» **RECORDS**:

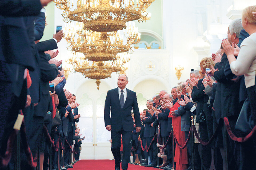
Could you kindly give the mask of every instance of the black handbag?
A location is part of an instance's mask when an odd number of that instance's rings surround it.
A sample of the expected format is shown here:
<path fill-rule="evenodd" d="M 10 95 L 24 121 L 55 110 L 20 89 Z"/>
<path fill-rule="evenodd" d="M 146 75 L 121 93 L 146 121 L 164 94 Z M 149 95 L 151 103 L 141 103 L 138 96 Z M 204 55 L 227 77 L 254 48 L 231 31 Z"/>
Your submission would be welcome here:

» **WHAT YOU HAVE TO DO**:
Your job is to transcribe the entries above exactly; skip the pictures.

» **OUTPUT FOR THIS TASK**:
Could you kindly give the mask of every instance of the black handbag?
A location is part of an instance's mask when an odd number of that instance's rings surround it.
A sample of the expected format is shown here:
<path fill-rule="evenodd" d="M 10 95 L 24 121 L 55 110 L 20 89 Z"/>
<path fill-rule="evenodd" d="M 146 75 L 121 93 L 146 121 L 164 94 Z M 149 95 L 151 103 L 141 103 L 138 96 Z M 204 55 L 227 77 L 254 48 L 231 31 Z"/>
Your submission would be welcome here:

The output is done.